▶ Direction 1: Write out the part of the ad-stack audit text between "Buyers typically have" and "increased CPM rates.", inclusive.

▶ Text block:
## BEGIN

While it might be tempting to dive straight into optimizing your programmatic strategy to pursue higher returns, focusing on your ad stack first is more important.
Publishers need to ask their ad ops team when their most recent ad stack audit was. If the answer is “More than 30 days ago”, then alarm bells should be sounding.
The Need for Regular Ad-Stack Audits
Every publisher should regularly step back and run a full audit of their programmatic ad stack. Things break and, when gone unnoticed, can result in a loss of revenue.
This is a particular problem with programmatic, where everything is automated and missed issues can create a compounding effect. A perfect example is a slow-loading ad unit or rogue pricing rule that impacts bids from SSPs participating in the publisher’s auctions.
When an ad code takes too long to load and request an ad from an auction, it can be delivered after the user has already scrolled past the designated ad slot. This means the ad loads outside the user’s immediate view, resulting in a lower viewability rate. This can hurt your ability to command higher CPMs.
Buyers typically have a minimum key performance indicator (KPI) for viewability, often set at or above 70%. Ensuring that ads load swiftly significantly increases viewability. Ads delivered promptly enhance viewability and extend the time they spend in the user’s viewport. This, in turn, attracts higher bids and leads to increased CPM rates.
The longer a rogue pricing rule or a rule overlap goes unnoticed, the more significant the revenue loss can be.
At the same time, improper best practices can cause significant losses, especially at a time of shifting privacy regulations and user consent protocols. Fortunately, broken things can be fixed and methods can be updated and adjusted, underscoring the significance of conducting routine audits and health assessments across all ad ops.
While some publishers may seek quick wins, the real goal should be to find long-term strategies and have a programmatic roadmap. Like following any roadmap, you will encounter roadblocks and crossroads. However, having an open mind and quickly responding to changes will ensure your ad stack returns the maximum revenue.
Once your ad stack has been audited, your next step is to review and upgrade your ad strategy.
Five Key Programmatic Levers
Here are five key levers that publishers can pull to achieve a significant increase in programmatic revenue:
1. Performance Monitoring and A/B Testing
Revenue and performance monitoring: This should be understood first and is the most important. Monitor key performance indicators (KPIs) such as CPM, fill rate, click-through rate (CTR), and revenue per pageview (RPMs).

## END

▶ Records for this exercise:
## BEGIN

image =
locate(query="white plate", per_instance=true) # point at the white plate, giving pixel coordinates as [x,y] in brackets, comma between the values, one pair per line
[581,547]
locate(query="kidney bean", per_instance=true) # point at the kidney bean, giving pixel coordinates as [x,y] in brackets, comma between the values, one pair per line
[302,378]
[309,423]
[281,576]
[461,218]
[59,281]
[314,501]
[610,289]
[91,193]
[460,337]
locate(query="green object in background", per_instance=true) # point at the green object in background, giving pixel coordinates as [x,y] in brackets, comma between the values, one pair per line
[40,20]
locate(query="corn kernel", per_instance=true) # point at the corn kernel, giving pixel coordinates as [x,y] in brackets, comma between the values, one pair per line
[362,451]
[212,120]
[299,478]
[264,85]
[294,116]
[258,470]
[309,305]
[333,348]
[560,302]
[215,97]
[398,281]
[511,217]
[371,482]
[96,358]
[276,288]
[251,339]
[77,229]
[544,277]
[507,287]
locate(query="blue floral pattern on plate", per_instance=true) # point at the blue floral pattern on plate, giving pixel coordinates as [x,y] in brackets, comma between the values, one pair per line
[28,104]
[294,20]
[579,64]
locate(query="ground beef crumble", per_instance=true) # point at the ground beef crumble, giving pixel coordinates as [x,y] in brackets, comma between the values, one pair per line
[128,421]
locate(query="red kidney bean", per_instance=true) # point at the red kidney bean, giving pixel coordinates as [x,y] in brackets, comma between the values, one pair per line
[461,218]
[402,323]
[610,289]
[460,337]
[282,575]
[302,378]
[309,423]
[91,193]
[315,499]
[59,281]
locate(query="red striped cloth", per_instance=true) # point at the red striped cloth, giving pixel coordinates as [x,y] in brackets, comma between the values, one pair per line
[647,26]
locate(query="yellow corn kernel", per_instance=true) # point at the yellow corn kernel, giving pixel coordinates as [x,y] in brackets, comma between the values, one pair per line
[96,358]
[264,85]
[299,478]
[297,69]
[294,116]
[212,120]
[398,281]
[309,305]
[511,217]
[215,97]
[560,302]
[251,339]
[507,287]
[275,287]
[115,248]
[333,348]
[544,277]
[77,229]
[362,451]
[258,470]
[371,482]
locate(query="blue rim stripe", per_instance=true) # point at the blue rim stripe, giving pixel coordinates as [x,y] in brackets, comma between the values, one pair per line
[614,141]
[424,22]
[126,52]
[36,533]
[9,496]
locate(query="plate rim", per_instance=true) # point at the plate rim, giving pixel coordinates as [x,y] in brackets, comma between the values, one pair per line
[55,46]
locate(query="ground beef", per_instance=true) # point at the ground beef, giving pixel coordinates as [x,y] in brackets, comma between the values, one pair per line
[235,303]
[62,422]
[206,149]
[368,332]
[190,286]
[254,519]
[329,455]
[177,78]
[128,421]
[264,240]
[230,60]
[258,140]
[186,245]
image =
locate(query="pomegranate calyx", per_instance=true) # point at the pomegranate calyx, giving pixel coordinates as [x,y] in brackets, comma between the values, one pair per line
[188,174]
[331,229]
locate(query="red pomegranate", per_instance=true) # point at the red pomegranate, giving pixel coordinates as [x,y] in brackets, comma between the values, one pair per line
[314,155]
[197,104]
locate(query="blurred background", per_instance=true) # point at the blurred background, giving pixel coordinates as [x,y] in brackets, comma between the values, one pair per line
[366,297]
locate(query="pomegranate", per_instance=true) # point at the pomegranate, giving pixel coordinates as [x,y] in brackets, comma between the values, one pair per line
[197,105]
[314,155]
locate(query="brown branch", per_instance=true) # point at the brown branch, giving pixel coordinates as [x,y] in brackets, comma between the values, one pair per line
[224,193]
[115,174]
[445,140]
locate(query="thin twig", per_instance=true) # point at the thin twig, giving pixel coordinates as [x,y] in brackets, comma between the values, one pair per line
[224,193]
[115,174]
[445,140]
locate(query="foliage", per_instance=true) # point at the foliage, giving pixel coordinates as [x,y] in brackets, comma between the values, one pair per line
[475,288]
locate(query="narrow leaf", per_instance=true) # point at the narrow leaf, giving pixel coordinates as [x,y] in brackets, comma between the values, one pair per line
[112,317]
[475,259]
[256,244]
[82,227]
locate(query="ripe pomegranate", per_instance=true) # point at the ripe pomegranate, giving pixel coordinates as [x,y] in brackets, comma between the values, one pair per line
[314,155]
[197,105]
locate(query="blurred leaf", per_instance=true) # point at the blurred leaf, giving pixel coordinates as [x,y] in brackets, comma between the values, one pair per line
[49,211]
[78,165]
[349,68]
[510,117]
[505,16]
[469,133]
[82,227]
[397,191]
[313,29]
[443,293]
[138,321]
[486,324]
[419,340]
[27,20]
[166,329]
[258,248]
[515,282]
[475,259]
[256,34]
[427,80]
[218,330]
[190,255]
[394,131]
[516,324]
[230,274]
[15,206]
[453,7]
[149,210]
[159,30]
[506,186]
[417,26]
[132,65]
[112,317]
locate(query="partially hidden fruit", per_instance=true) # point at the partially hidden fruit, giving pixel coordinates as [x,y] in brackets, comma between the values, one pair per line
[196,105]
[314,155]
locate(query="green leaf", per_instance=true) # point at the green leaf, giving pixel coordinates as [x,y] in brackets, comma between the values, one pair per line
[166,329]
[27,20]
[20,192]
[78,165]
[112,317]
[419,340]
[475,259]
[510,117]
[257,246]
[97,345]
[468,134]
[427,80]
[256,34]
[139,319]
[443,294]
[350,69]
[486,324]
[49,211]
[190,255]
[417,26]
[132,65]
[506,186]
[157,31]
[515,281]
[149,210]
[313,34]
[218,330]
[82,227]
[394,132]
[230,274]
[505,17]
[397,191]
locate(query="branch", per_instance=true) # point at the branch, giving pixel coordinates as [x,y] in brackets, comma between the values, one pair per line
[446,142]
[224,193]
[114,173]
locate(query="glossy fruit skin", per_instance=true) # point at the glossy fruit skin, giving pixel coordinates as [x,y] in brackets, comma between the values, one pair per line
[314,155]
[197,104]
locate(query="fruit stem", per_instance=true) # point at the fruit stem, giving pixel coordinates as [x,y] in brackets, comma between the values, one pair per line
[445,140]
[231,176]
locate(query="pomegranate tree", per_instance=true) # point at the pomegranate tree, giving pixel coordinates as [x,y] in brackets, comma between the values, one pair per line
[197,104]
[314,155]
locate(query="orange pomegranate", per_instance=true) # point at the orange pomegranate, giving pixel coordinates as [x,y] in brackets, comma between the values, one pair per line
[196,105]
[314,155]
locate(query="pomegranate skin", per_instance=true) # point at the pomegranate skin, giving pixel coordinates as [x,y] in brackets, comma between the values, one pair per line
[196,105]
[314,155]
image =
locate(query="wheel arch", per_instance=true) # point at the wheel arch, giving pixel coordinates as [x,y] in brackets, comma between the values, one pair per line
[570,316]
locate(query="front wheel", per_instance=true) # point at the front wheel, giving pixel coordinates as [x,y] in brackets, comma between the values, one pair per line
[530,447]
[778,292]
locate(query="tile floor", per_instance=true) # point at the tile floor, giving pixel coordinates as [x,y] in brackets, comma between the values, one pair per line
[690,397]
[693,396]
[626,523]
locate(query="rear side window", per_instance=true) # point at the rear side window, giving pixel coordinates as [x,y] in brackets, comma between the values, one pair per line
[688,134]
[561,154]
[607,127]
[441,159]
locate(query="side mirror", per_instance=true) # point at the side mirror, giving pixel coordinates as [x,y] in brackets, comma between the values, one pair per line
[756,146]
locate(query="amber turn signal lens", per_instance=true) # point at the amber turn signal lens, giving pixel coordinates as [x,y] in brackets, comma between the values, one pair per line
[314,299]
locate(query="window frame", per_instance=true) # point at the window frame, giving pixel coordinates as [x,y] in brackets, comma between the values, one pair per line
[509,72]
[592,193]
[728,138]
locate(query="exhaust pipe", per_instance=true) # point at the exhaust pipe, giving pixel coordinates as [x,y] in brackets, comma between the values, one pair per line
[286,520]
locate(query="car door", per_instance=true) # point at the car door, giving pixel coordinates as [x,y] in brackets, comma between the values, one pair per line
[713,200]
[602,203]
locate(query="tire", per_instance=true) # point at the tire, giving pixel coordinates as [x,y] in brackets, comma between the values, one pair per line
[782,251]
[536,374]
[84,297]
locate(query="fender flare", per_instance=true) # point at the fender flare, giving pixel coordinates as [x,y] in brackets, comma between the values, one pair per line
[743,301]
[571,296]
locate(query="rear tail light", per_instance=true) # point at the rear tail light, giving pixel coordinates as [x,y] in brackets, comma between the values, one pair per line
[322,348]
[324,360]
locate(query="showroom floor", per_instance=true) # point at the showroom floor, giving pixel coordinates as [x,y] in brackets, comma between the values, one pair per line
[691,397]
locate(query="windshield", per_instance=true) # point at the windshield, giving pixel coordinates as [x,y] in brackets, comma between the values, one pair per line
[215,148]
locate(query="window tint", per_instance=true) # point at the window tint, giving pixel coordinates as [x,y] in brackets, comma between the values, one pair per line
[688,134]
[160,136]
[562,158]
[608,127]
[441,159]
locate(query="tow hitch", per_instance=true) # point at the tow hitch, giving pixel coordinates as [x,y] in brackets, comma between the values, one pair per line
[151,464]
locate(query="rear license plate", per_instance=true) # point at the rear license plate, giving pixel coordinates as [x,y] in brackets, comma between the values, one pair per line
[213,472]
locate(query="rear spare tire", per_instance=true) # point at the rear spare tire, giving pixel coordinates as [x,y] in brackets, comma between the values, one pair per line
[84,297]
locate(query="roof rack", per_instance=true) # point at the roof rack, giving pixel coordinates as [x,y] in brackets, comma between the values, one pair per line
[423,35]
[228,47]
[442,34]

## END

▶ Direction 2: Gather every line of the records that contains the string "side".

▶ Final answer 1:
Buyers typically have a minimum key performance indicator (KPI) for viewability, often set at or above 70%. Ensuring that ads load swiftly significantly increases viewability. Ads delivered promptly enhance viewability and extend the time they spend in the user’s viewport. This, in turn, attracts higher bids and leads to increased CPM rates.

▶ Final answer 2:
locate(query="rear side window", per_instance=true) # point at the rear side window, giving pixel coordinates as [x,y] in brackets, comma between the values, one pair per line
locate(query="side mirror", per_instance=true) # point at the side mirror, giving pixel coordinates as [x,y] in brackets, comma between the values, one pair per line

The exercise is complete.